***** Available data *****

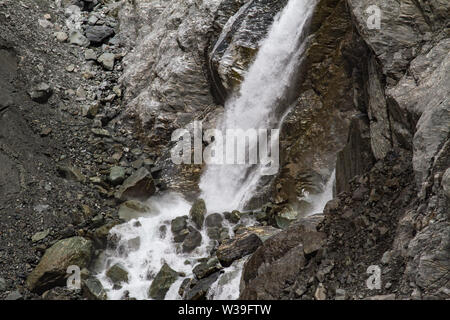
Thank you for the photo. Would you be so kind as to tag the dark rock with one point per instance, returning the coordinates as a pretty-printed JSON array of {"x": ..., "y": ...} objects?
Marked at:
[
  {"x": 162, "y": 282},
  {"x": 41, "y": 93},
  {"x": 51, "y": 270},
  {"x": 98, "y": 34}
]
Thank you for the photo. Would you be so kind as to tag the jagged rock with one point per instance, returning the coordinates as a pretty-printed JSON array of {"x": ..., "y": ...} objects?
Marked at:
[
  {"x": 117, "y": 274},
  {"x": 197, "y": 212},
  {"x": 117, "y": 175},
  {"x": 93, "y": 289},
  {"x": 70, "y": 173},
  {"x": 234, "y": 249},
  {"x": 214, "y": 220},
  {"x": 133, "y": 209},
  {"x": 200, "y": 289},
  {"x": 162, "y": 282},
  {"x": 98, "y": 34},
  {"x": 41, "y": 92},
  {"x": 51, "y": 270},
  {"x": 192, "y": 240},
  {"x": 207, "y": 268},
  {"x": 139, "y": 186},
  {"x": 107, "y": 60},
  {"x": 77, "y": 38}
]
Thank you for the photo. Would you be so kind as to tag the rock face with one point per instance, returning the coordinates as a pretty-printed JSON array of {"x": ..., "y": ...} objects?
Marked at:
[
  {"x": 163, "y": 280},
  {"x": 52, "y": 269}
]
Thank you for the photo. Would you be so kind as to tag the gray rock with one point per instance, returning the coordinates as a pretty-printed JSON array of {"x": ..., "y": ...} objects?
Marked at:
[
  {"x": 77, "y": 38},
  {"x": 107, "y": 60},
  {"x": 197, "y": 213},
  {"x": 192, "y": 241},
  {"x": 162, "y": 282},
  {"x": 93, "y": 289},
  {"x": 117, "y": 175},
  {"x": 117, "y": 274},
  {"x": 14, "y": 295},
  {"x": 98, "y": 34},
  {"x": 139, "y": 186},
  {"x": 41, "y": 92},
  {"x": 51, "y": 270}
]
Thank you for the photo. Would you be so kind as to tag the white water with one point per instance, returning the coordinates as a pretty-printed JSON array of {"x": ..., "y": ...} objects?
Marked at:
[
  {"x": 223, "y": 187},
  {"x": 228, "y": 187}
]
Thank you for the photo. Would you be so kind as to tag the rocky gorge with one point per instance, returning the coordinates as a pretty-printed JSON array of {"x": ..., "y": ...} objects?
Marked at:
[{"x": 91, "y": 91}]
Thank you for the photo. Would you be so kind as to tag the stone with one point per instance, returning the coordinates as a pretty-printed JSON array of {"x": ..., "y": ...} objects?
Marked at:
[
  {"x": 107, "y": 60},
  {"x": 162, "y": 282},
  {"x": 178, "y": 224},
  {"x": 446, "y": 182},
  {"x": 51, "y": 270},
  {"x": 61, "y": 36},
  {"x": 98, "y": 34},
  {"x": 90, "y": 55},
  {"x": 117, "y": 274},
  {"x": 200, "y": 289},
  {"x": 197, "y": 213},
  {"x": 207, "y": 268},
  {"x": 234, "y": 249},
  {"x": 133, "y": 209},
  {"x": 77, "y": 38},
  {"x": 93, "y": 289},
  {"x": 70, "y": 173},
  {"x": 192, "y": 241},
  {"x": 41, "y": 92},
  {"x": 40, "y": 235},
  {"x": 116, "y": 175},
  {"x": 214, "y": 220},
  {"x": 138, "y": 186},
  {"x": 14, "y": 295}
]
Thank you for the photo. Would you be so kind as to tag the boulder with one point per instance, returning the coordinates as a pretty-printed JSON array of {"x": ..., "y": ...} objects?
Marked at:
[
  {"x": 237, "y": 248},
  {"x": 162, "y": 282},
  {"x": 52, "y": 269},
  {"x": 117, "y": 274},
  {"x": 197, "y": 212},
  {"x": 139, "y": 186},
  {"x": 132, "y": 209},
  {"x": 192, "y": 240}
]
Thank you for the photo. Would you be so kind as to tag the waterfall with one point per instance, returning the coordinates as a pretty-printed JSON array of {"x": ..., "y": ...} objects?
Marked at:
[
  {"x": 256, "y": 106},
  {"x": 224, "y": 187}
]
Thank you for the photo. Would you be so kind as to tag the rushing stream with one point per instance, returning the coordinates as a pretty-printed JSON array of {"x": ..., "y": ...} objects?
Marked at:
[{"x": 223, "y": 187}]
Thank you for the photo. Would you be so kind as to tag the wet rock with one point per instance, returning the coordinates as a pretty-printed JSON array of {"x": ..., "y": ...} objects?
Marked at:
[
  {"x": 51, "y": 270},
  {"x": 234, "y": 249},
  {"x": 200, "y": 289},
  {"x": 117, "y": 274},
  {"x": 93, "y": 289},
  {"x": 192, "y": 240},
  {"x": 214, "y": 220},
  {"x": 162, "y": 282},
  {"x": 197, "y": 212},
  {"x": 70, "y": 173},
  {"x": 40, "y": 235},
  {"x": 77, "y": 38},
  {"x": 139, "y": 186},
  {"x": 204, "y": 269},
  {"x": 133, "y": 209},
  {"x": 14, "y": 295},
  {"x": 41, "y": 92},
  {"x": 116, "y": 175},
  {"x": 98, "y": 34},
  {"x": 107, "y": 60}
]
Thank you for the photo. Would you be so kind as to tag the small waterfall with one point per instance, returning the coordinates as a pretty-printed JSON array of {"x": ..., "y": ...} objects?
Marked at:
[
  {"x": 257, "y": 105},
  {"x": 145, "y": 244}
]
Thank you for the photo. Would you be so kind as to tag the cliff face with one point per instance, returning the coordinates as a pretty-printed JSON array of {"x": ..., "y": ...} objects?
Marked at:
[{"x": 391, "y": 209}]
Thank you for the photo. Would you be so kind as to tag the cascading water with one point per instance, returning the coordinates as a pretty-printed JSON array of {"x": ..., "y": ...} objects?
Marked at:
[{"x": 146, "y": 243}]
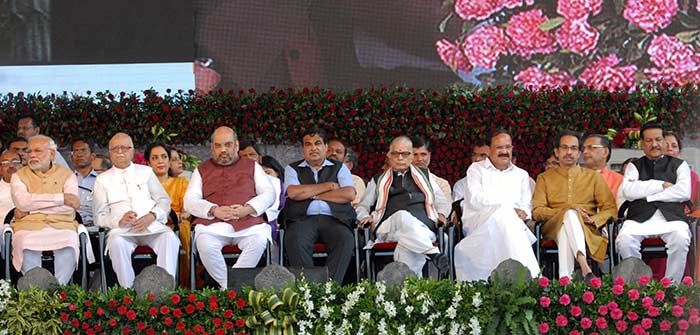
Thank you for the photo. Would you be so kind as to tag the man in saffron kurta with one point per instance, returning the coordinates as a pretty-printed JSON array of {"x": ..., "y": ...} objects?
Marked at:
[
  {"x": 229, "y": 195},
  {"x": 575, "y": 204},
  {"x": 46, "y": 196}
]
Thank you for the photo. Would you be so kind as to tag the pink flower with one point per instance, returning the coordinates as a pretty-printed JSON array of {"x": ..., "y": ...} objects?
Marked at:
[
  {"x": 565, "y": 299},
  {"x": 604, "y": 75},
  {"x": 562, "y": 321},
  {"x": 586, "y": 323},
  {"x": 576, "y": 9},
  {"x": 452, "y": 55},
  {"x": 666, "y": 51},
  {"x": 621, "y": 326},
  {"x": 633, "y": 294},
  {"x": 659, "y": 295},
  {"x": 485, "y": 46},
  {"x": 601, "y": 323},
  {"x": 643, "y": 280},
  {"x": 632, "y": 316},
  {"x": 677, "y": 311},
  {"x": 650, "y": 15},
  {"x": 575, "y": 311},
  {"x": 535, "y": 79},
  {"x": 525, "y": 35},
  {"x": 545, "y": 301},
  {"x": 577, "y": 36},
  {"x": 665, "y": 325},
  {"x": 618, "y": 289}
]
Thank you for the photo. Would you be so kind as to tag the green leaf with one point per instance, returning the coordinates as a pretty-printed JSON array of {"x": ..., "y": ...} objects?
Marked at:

*****
***** Available data *****

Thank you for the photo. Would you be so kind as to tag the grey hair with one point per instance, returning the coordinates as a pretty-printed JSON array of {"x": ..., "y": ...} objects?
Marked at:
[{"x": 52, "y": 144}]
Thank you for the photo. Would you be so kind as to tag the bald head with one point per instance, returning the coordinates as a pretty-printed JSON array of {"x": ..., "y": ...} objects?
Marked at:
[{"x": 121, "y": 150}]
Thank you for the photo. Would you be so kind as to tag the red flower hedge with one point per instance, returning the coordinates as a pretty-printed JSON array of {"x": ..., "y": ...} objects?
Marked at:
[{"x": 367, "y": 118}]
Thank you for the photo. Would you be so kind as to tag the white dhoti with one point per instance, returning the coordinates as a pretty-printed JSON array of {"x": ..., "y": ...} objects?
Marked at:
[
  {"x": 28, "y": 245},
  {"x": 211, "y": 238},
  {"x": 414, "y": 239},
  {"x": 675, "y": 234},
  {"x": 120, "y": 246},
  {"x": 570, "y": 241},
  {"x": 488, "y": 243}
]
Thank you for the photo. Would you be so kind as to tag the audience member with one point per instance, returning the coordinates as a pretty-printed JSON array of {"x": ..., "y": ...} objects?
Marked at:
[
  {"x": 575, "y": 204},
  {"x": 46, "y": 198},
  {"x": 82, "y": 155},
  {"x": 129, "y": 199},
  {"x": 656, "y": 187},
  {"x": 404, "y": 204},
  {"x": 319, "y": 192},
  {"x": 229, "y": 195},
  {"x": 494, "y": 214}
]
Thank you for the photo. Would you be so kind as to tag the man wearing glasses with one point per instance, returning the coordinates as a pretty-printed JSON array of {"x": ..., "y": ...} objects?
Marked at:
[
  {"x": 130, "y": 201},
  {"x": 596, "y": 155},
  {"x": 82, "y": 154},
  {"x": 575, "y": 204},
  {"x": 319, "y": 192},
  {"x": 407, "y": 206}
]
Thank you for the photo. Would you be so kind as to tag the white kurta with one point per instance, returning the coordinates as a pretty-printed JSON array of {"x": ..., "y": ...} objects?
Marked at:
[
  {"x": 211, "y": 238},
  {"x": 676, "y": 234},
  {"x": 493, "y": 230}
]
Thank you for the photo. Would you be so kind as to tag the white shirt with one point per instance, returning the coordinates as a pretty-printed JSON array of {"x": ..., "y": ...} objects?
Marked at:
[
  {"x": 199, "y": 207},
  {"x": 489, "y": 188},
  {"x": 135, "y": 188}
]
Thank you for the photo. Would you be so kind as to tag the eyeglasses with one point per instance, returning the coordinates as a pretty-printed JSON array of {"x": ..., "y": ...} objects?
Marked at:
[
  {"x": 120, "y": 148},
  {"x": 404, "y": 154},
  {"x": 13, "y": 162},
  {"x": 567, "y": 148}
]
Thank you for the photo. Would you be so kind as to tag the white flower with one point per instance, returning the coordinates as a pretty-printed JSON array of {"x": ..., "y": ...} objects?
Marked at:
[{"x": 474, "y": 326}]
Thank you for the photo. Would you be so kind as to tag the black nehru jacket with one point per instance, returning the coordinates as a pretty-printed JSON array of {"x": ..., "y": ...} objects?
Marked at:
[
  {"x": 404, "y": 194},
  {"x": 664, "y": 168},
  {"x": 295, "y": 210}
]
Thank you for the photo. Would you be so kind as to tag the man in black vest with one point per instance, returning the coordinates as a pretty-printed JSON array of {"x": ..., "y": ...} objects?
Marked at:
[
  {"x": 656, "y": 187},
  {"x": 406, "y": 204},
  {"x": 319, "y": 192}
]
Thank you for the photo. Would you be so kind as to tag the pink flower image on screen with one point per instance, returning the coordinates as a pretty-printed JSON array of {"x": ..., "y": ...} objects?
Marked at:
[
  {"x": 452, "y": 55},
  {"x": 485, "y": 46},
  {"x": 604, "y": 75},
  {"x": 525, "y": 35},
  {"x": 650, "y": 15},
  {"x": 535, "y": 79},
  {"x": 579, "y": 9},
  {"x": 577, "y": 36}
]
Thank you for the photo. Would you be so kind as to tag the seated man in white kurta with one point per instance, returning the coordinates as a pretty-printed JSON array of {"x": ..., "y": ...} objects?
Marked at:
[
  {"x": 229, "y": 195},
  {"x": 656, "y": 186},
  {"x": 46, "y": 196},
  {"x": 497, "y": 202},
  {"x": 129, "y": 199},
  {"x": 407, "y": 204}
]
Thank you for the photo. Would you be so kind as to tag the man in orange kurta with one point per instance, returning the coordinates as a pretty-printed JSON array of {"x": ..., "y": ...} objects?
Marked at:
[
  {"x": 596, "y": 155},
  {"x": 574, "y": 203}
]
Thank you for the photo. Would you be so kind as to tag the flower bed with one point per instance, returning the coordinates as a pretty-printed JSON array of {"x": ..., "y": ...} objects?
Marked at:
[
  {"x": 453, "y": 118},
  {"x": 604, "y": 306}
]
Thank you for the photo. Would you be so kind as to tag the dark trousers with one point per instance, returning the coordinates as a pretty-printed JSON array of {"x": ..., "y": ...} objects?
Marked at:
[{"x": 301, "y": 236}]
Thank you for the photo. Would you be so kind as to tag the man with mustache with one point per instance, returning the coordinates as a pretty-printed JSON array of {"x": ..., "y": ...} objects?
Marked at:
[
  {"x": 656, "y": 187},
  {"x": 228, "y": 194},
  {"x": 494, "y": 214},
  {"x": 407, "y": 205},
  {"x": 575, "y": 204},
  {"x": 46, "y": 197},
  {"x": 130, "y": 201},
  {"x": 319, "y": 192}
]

*****

* Try it *
When you reach the line holding "the dark rock" in the records above, begin reproducing exactly, stop after the line holding "tag the stone", and output nothing else.

* Response area *
Thank you for the photo. Would you be so kind as to tag the dark rock with one point per instance, returning the coordinates as a pretty-printed JSON array of {"x": ..., "y": ...} objects?
Marked at:
[
  {"x": 162, "y": 282},
  {"x": 41, "y": 93},
  {"x": 51, "y": 270},
  {"x": 98, "y": 34}
]
Thank you for the photo. Would you be so kind as to tag the jagged rock with one point per instance, returning the coordinates as a pretty-printed JSON array of {"x": ..., "y": ...} objects?
Marked at:
[
  {"x": 117, "y": 274},
  {"x": 197, "y": 212},
  {"x": 117, "y": 175},
  {"x": 93, "y": 289},
  {"x": 70, "y": 173},
  {"x": 234, "y": 249},
  {"x": 214, "y": 220},
  {"x": 133, "y": 209},
  {"x": 200, "y": 289},
  {"x": 162, "y": 282},
  {"x": 98, "y": 34},
  {"x": 41, "y": 92},
  {"x": 51, "y": 270},
  {"x": 192, "y": 240},
  {"x": 207, "y": 268},
  {"x": 139, "y": 186},
  {"x": 107, "y": 60},
  {"x": 77, "y": 38}
]
Thank you for the photo. Would you be so kind as to tag the rock face with one point per instance, returning the coordinates as a pretty-printed JSON array of {"x": ..., "y": ...} objects?
Marked at:
[
  {"x": 163, "y": 280},
  {"x": 52, "y": 269}
]
Thank you for the photo. Would you be so kind as to tag the gray rock with one point per instance, returning the coordinates as a pretty-printed JSON array of {"x": ..., "y": ...} objects?
Marked at:
[
  {"x": 77, "y": 38},
  {"x": 107, "y": 60},
  {"x": 197, "y": 213},
  {"x": 192, "y": 241},
  {"x": 162, "y": 282},
  {"x": 93, "y": 289},
  {"x": 117, "y": 175},
  {"x": 117, "y": 274},
  {"x": 14, "y": 295},
  {"x": 98, "y": 34},
  {"x": 139, "y": 186},
  {"x": 41, "y": 92},
  {"x": 51, "y": 270}
]
Thank you for the photo. Would you be so kind as to tag the white water with one point per instance, returning the coordinates as a pretty-printed JSON array of {"x": ..., "y": ...} objects?
Marked at:
[
  {"x": 223, "y": 187},
  {"x": 228, "y": 187}
]
Thank you for the photo. Would you be so kind as to tag the rocky gorge with one point per instance, returning the coordinates as a pretty-printed JSON array of {"x": ..., "y": ...} objects?
Marked at:
[{"x": 91, "y": 91}]
Thank you for the photo. Would you be so kind as to tag the stone with one point per instance, returning the coordinates as a pretty-printed JSON array of {"x": ..., "y": ...} objects?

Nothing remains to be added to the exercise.